▸ **Exercise aim**: Find each row below that contains the string "approximate", treating uppercase and lowercase as different, and copy every such row in full.

▸ **Data shown**:
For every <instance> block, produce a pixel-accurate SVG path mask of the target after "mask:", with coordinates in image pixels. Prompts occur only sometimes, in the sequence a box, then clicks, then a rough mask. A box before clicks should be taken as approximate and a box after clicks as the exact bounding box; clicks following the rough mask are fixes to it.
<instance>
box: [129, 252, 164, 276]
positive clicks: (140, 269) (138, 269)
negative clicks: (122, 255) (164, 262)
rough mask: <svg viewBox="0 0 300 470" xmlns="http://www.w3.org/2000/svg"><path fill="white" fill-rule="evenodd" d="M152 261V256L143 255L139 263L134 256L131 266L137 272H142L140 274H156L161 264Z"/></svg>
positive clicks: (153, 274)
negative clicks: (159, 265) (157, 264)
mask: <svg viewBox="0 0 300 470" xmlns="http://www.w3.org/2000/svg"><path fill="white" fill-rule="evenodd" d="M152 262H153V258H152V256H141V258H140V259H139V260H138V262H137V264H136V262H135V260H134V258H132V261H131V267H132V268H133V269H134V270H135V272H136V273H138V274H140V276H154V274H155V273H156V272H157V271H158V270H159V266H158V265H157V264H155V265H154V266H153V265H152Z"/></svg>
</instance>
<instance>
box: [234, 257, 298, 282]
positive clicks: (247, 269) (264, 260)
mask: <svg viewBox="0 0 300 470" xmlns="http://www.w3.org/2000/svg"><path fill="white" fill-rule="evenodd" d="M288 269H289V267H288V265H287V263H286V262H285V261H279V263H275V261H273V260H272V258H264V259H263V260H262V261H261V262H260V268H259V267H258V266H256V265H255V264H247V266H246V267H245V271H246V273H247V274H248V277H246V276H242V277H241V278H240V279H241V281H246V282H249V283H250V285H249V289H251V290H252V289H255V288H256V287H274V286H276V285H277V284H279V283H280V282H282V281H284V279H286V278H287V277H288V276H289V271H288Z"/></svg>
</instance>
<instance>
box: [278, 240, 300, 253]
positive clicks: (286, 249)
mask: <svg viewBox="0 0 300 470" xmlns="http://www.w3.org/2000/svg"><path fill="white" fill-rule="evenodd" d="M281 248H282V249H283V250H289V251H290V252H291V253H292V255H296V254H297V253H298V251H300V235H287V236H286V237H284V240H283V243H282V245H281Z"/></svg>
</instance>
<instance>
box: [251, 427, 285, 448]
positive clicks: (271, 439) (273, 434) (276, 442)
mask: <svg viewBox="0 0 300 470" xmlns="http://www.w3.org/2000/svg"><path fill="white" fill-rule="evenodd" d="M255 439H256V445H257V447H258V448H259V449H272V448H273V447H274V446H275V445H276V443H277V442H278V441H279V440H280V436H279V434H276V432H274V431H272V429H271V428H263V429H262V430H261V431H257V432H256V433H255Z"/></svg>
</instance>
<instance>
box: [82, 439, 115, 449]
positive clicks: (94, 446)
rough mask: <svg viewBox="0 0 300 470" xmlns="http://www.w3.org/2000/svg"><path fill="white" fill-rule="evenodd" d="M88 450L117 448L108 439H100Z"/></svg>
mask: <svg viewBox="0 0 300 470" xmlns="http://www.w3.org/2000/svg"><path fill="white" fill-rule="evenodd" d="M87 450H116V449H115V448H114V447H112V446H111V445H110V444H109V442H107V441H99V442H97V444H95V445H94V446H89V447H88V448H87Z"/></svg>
==
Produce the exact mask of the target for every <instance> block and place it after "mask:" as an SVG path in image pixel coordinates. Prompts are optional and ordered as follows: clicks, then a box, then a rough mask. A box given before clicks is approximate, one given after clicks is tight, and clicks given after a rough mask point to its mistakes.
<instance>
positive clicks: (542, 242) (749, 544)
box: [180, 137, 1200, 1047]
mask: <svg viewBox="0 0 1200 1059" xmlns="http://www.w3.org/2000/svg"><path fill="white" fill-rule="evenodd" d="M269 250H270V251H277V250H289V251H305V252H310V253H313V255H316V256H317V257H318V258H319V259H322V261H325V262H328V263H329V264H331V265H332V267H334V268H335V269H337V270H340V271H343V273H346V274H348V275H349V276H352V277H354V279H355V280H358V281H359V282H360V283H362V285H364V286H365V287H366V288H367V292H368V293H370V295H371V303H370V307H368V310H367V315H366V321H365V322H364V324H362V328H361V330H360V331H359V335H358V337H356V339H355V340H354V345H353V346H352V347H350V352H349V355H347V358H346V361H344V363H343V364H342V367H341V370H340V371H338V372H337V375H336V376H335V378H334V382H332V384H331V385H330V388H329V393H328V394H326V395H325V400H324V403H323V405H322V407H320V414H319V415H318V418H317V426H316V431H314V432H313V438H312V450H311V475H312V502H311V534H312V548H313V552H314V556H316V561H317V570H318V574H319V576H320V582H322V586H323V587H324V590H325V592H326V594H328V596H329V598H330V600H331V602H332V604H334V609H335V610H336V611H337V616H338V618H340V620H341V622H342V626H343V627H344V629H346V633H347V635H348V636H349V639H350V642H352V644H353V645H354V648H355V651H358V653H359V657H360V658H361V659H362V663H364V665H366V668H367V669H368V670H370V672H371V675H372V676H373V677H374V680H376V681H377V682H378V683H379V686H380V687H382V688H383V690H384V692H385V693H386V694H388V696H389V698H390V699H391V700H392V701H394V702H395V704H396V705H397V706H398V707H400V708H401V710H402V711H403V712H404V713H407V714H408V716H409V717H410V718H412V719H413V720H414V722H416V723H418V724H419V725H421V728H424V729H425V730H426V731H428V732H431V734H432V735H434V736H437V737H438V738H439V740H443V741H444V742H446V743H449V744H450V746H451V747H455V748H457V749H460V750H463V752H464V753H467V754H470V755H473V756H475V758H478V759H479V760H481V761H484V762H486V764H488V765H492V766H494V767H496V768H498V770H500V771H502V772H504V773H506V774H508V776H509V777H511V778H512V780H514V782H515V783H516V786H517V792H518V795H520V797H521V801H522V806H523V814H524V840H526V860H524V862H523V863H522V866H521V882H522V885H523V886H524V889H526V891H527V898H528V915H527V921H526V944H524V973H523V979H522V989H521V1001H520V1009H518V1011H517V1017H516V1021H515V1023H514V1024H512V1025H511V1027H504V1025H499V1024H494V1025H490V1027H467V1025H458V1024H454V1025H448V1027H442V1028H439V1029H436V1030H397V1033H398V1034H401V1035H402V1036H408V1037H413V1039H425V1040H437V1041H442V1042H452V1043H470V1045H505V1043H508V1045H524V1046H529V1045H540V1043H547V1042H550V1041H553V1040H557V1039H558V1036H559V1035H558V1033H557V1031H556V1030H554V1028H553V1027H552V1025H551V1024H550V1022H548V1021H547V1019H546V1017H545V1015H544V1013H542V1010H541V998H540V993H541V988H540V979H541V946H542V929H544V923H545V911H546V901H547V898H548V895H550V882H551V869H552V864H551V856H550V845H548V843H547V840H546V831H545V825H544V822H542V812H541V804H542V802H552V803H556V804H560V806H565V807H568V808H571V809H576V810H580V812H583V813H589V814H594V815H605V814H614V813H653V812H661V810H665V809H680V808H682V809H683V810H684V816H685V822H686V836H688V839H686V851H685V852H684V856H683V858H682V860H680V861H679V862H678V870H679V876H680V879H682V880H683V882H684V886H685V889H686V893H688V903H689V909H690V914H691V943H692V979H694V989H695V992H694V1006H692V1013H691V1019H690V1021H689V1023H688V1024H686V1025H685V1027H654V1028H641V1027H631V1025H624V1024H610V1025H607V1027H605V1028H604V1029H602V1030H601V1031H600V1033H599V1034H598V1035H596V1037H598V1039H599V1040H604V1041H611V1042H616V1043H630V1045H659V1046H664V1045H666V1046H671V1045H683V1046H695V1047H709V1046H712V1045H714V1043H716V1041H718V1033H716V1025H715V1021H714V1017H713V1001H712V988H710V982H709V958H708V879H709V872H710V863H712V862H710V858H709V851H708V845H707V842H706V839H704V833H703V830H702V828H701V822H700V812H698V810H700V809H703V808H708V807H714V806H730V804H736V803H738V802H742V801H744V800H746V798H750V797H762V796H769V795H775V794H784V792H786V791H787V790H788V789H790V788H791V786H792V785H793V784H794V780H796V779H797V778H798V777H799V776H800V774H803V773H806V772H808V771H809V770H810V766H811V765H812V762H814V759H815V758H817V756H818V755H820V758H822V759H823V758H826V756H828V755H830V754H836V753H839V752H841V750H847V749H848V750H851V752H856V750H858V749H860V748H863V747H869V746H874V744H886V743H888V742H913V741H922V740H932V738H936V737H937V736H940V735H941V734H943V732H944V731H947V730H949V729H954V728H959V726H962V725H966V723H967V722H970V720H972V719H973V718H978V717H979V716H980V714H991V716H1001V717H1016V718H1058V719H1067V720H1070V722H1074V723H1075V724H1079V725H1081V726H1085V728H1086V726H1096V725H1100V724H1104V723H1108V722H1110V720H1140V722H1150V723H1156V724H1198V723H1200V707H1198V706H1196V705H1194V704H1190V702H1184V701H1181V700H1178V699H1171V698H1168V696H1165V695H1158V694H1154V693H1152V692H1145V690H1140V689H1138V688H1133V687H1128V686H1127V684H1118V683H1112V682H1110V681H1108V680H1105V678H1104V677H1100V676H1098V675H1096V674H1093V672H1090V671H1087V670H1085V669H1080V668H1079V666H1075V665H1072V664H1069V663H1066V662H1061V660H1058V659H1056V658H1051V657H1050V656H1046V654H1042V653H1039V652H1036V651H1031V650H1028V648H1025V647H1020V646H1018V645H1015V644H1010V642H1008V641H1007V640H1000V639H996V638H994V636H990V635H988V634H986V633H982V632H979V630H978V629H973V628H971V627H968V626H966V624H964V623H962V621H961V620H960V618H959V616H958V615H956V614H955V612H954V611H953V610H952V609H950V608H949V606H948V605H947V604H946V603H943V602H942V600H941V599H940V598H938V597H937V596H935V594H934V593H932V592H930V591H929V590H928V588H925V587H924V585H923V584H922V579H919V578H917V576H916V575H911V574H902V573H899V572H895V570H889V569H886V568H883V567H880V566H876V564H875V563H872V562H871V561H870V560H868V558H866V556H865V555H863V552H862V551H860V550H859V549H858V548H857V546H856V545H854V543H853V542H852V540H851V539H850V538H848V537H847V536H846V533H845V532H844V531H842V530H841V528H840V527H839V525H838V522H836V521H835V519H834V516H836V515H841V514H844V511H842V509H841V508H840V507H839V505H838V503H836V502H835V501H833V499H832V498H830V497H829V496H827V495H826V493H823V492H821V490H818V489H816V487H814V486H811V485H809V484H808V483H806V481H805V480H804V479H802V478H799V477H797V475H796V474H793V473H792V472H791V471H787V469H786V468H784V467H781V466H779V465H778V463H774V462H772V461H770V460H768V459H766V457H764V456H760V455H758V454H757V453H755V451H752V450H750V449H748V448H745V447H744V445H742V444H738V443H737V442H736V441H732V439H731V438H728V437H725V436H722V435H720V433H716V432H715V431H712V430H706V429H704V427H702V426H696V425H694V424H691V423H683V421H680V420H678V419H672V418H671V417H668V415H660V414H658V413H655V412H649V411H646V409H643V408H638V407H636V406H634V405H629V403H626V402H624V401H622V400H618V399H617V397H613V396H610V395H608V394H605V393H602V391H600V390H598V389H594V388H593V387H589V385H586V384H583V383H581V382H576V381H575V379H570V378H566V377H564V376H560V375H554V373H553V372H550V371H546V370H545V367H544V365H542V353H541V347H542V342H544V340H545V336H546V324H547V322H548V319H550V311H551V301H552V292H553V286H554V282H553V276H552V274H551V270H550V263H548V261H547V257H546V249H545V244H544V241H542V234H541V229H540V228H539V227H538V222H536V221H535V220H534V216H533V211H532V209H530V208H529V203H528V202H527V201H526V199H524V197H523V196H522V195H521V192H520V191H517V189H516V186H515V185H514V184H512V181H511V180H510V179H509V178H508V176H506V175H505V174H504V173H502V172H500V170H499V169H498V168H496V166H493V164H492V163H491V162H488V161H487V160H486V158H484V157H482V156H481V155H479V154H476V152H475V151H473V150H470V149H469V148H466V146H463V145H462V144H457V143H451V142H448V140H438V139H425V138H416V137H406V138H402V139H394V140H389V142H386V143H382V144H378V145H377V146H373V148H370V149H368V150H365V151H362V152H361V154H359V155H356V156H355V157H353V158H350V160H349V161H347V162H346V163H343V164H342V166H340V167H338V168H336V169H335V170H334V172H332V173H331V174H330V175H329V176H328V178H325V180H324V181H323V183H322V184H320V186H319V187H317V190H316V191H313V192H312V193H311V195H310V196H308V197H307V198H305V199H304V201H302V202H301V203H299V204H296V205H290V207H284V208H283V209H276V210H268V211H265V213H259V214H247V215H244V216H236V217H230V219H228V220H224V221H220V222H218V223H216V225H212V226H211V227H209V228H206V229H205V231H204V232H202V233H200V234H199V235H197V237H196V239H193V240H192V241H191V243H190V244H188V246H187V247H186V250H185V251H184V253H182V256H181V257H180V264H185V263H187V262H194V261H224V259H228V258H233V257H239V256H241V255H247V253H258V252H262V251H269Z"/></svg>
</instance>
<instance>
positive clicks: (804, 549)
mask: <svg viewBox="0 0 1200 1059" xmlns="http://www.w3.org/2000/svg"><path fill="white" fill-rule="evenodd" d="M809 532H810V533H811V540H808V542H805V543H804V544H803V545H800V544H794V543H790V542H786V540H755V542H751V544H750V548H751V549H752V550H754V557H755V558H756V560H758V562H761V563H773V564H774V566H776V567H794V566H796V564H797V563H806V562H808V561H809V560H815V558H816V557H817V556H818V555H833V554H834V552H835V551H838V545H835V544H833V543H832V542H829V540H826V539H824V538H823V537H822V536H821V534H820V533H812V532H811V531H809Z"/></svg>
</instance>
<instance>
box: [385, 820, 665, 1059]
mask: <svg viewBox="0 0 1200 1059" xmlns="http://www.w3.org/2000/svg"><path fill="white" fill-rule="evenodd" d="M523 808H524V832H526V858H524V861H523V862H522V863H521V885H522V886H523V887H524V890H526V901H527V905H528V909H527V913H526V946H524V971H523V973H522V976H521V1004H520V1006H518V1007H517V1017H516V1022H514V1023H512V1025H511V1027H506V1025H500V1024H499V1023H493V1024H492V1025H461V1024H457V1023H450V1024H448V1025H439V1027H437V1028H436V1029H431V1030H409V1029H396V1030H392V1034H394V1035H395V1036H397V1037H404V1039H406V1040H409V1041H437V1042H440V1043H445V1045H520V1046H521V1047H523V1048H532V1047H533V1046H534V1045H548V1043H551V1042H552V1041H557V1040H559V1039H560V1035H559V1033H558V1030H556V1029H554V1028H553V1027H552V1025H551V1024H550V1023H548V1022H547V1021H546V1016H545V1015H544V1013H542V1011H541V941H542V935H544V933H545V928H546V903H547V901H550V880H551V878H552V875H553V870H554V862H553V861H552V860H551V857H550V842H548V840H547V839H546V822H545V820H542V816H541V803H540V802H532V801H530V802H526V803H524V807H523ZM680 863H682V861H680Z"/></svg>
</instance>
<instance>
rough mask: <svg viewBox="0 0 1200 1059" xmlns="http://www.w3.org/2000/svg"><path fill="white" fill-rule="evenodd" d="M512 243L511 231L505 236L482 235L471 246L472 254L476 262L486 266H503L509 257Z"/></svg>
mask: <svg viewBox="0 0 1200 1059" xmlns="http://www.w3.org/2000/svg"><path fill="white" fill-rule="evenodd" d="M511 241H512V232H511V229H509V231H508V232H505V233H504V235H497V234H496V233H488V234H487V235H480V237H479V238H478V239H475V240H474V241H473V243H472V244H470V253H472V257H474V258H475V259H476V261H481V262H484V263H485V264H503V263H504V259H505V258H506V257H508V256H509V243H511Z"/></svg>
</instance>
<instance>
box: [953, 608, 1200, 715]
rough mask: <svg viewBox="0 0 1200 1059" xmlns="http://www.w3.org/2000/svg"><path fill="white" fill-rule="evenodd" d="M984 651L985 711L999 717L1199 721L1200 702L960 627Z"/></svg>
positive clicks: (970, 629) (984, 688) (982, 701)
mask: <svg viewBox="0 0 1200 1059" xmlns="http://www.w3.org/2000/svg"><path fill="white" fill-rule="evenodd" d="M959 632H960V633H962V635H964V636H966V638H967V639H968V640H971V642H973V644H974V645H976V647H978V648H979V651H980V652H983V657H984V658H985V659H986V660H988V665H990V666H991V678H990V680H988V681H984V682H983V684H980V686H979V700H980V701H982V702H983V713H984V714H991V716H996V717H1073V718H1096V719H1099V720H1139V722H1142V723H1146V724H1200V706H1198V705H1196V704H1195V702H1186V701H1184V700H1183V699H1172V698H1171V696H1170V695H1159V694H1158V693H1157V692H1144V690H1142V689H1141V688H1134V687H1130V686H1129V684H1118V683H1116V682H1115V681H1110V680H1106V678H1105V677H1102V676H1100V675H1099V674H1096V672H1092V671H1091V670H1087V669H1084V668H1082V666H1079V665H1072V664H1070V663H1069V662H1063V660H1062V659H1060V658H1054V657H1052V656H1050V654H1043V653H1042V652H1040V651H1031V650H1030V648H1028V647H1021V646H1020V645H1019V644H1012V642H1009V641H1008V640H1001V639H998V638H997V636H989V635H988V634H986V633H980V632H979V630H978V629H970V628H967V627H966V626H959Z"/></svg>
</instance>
...
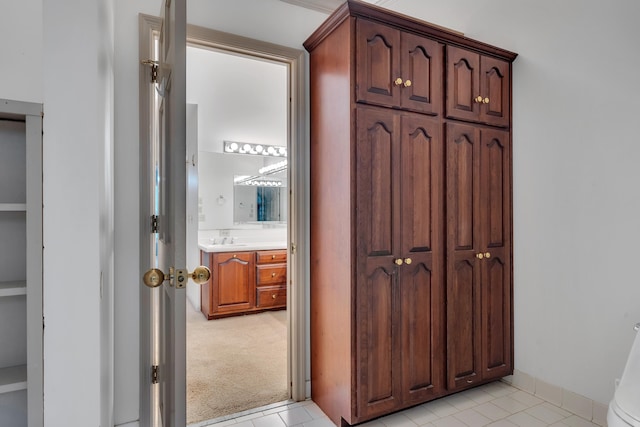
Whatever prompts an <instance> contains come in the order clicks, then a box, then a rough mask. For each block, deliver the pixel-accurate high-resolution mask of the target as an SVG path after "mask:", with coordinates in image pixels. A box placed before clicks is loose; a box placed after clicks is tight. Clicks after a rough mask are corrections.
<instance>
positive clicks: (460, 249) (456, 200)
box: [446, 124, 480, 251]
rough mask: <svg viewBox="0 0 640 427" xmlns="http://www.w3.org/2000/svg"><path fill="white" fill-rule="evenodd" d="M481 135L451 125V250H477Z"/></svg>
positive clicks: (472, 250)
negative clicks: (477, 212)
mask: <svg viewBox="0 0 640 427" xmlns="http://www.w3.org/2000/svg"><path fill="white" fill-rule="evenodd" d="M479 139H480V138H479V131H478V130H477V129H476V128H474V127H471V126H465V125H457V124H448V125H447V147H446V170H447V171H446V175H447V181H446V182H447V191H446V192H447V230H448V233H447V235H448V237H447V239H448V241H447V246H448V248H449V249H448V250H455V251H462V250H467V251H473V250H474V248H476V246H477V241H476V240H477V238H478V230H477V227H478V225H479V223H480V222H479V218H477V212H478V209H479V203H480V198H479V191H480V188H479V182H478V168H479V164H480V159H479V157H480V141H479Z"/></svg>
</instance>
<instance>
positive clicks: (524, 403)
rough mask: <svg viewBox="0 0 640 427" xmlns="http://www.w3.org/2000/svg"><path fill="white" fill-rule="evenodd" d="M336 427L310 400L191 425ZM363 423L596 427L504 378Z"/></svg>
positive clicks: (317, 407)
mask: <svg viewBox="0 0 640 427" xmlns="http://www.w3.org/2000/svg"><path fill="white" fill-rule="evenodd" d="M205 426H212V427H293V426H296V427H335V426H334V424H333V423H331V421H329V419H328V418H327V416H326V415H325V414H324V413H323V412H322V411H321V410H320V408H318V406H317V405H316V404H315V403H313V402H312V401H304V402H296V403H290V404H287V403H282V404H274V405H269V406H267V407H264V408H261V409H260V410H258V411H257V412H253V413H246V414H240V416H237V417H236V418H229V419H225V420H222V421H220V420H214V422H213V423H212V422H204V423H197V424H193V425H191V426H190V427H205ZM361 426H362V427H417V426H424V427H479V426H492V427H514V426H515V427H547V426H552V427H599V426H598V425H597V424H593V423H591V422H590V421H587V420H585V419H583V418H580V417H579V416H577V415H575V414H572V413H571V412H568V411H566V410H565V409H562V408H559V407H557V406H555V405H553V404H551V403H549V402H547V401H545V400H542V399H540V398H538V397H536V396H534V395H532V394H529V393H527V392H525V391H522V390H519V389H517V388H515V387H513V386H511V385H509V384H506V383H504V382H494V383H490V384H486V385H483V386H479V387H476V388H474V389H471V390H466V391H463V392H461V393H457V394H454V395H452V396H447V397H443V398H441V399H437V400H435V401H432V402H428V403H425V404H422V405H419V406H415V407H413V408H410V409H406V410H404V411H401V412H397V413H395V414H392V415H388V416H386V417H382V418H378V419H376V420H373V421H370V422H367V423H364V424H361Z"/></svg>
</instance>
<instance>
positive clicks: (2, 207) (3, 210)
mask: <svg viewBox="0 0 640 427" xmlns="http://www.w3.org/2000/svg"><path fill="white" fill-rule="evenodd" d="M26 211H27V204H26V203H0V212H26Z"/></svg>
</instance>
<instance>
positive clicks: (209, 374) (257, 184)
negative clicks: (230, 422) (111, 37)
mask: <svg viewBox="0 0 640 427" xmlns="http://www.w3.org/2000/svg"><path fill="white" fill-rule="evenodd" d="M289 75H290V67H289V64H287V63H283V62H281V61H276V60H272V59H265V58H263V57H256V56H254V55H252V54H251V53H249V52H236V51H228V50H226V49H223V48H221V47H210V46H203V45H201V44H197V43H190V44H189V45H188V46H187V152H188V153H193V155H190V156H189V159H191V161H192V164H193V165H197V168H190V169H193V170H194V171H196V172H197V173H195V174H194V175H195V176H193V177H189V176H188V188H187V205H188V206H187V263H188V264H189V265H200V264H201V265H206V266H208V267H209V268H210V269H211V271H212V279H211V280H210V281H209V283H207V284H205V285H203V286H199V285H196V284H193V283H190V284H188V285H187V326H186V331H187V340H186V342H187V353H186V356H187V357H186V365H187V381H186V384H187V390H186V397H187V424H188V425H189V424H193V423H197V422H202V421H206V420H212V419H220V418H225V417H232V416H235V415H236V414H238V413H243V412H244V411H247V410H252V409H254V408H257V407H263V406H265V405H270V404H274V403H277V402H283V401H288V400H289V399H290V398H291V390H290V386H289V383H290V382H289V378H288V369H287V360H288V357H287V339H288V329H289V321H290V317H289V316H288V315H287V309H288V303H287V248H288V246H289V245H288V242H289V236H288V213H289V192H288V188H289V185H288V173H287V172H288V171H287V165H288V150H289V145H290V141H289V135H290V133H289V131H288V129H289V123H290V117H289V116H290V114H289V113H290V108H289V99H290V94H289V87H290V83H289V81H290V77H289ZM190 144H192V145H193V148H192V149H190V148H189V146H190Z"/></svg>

▸ **Response to the task**:
For every <instance> block, produce a pixel-accurate SVG path mask of the target after "mask:", with coordinates in image pixels. Prompts occur only sometimes, in the sequence a box, then clicks, then a rough mask. A box before clicks should be taken as approximate and a box after clicks as the exact bounding box; clicks following the rough mask are fixes to it.
Produce the exact mask of the target for every <instance> block and place it after "mask:" as an SVG path in image pixel coordinates. Prompts are optional and ordered as follows: clicks, then a box, then a rough mask. A box given before clicks is approximate, one given after clicks is tight, and clicks given after a rough mask point to its mistakes.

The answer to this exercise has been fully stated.